**EXERCISE TASK**:
Please give the listing again, word for word, with nothing left out.

[Location identification items]
▬▬▬▬▬▬▬▬▬▬
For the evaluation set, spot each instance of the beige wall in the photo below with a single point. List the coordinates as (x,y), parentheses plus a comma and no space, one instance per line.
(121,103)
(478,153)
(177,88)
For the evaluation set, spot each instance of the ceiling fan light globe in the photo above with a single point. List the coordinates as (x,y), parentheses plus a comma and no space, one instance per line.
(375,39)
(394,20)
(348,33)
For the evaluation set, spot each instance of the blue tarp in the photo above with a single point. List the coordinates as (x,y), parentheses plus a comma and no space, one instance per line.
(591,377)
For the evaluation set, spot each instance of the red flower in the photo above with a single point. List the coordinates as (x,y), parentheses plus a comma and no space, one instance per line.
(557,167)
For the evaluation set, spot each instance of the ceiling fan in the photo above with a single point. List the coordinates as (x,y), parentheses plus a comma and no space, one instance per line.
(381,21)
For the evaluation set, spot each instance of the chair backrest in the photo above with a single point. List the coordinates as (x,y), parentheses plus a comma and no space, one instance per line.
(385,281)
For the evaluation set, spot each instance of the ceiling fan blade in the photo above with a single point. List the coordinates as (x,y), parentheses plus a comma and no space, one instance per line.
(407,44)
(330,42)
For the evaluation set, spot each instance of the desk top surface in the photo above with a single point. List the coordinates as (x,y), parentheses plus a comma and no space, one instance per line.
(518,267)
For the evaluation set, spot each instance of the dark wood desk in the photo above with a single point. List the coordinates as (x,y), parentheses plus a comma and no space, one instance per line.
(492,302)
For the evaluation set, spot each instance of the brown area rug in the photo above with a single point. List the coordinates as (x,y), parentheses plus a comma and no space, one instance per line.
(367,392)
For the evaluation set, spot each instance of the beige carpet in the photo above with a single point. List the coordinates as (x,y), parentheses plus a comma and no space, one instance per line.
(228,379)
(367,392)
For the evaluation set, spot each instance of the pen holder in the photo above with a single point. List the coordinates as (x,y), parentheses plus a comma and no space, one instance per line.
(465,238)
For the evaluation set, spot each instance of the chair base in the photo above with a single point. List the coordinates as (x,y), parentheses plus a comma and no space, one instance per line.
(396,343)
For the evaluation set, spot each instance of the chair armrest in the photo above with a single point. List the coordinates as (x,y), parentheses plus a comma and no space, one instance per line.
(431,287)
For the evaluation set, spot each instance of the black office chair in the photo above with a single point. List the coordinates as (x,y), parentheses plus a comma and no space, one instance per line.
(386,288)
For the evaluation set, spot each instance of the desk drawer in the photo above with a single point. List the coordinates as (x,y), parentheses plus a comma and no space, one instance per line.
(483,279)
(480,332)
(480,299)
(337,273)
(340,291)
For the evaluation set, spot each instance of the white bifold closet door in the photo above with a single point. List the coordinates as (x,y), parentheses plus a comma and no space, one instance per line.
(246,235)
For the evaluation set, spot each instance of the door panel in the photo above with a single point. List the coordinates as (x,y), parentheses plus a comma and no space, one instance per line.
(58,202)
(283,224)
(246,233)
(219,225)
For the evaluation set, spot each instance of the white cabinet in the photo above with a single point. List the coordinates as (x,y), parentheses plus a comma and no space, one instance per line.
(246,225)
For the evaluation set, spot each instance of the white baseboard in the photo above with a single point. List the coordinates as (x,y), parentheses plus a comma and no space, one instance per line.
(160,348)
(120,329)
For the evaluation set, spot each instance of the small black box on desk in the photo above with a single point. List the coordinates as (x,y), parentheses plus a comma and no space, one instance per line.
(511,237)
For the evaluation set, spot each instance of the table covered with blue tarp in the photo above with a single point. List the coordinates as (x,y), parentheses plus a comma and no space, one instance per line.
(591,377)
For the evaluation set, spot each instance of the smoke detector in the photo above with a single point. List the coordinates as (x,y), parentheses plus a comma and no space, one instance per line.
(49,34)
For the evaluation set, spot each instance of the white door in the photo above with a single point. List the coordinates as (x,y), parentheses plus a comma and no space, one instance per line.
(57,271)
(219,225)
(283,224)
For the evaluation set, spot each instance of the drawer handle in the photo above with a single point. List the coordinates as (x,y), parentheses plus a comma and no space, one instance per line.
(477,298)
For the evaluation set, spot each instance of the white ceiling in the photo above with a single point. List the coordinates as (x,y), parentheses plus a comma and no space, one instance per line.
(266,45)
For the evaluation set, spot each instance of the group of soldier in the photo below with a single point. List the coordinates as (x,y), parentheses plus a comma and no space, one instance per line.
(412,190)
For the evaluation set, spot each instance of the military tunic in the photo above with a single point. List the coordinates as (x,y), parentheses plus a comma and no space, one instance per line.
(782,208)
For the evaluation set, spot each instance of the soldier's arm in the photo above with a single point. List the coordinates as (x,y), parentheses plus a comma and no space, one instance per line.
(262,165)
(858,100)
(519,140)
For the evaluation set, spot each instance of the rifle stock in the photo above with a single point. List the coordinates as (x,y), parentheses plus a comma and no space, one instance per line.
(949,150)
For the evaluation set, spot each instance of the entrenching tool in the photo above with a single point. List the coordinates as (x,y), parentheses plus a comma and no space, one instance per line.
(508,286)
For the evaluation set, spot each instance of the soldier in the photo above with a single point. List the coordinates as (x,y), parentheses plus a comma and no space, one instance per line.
▬▬▬▬▬▬▬▬▬▬
**SOLUTION TO THIS PROBLEM**:
For the evaluation set, spot each instance of the beige wall in the photo below with a single point. List the coordinates as (x,y), parentheses plus a comma and no space, one instance per line.
(121,103)
(478,153)
(177,88)
For the evaluation set, spot each instance of the ceiling fan light globe in the photo above with a single point. List the coordinates as (x,y), parentheses plus a comma and no space, one instance per line.
(375,39)
(394,20)
(348,33)
For the evaluation set, spot each instance of the blue tarp in the photo above with a single point. List the coordinates as (x,y), parentheses plus a comma and no space, one instance per line.
(591,377)
For the evaluation set, spot each instance of the red flower in the photo above with a single point. List the coordinates as (x,y), parentheses plus a comma and no space, one instance per line.
(557,167)
For the evaluation set, spot each instance of the ceiling fan in the photo above with a single point. List the coordinates as (x,y), parentheses plus a comma and no space, one instance per line.
(381,21)
For the evaluation set, spot each instance of the chair backrest in the photo above with a single point. List the coordinates as (x,y), parentheses plus a comma and no space, one instance per line.
(385,281)
For the evaluation set, spot each instance of the ceiling fan blade in the photo above with a single point. List the coordinates as (x,y), parentheses plus a comma and no space, one instance per line.
(407,44)
(330,42)
For the evaluation set, spot each instance of the desk top surface in the photo above with a single point. List the coordinates as (x,y), parentheses plus a comma and no space, one instance per line.
(518,267)
For the evaluation set, spot each instance of the dark wood desk in the photo above with a single point. List the coordinates as (x,y), parentheses plus a comma and no space, one instance per line.
(492,302)
For the evaluation set, spot each instance of the brown area rug in the photo above with a single point. List the coordinates as (x,y), parentheses plus a comma and no space, one instance per line.
(367,392)
For the evaluation set, spot each instance of the beige carpet in the photo above with a single point. List the coordinates as (x,y), parentheses plus a comma and no space, one instance per line.
(228,379)
(367,392)
For the evaluation set, spot each instance of the pen holder in the photo above with a single point. List the coordinates as (x,y), parentheses plus a comma and no space, one instance per line.
(465,238)
For the evaluation set, spot each instance of the chair base in the photo above with a single point. List the coordinates as (x,y), parentheses plus a comma and no space, one instance per line.
(396,343)
For the evaluation set, spot each instance of the chair armrest in the photo above with a single point. List the coordinates as (x,y), parentheses plus a comma and no space, one instance per line.
(431,287)
For the evaluation set, spot each instance of the black office chair in the photo above with a single point. List the coordinates as (x,y), parentheses plus a comma and no space, one instance per line.
(386,288)
For the evaluation set, spot each instance of the desk drawer in the photo above with a single point. List the coordinates as (x,y), parentheses plus a comma and no space, one instance per line.
(483,279)
(480,332)
(480,299)
(337,273)
(340,291)
For the evaluation set, spot each instance of the white bifold closet door in the photo above with a single point. List the coordinates as (x,y), parentheses plus a comma and no space, one instance per line.
(246,235)
For the evaluation set, spot each instance of the door panel in the photo above with a single point. List the coordinates as (x,y), parentheses plus a comma and no space, one instance per line.
(58,202)
(283,224)
(246,233)
(219,225)
For the evaluation set, spot each instance of the white cabinet in the photo above with a single point. List the coordinates as (x,y), parentheses plus a comma and no space, one instance per line.
(246,225)
For the evaluation set, spot each instance of the white baseboard in the photo above with a single point. List the coordinates as (x,y), parentheses plus a comma and no space, one instance per line.
(160,348)
(120,329)
For the evaluation set, spot each instance of the small black box on desk in the photo above with a single point. List the coordinates as (x,y), parentheses plus a comma and no space, one instance per line.
(511,237)
For the evaluation set, spot each instance of the table covered with blue tarp in the photo above with a single point. List the coordinates as (x,y), parentheses plus a comma and no space, one instance per line.
(591,377)
For the evaluation set, spot each instance of the smoke detector in the photo above with a single point. List the coordinates as (x,y), parentheses plus a comma and no space, one instance per line.
(49,34)
For the evaluation set, spot each instance of the white door in the photo above with a single point. List the coordinates as (x,y), parentheses plus a comma and no space, one instance per line.
(57,271)
(219,225)
(283,224)
For the evaluation set, spot each instance of the drawer handle in the photo above with a single point. List the coordinates as (x,y), parentheses plus a comma and no space, one instance per line.
(477,298)
For the evaluation set, spot each instance of the white ceiling in the photo above with a single point. List the coordinates as (x,y), parentheses plus a comma and no space, one instance per line.
(266,45)
For the evaluation set, spot each instance of the group of soldier in the photo below with a single point. List the coordinates as (x,y), parentheses plus a comma and no space, one instance per line.
(412,190)
For the evaluation set, spot each instance of the military tunic in the photo above with a single point. List the coordinates as (x,y), parentheses plus a comma and no space, one instance per line.
(782,208)
For the evaluation set, spot each instance of the soldier's arm in the photo above with a single point. List the coordinates as (x,y), parentheses plus a comma and no space, one instance per line.
(262,165)
(858,100)
(519,140)
For the evaluation set, spot each instance of the rifle stock in the photo above with a single point. List the coordinates as (x,y), parentheses plus a comma and no space, one instance per line.
(949,150)
For the evaluation set, spot each instance of the entrenching tool in the photo above with a single point. List the coordinates as (x,y), parentheses plus a comma and no space, one instance per line.
(508,286)
For the evaluation set, spot each instance of the soldier in the photo above with a single point. List the coordinates as (x,y), parentheses plus a comma and no space, one instance per line.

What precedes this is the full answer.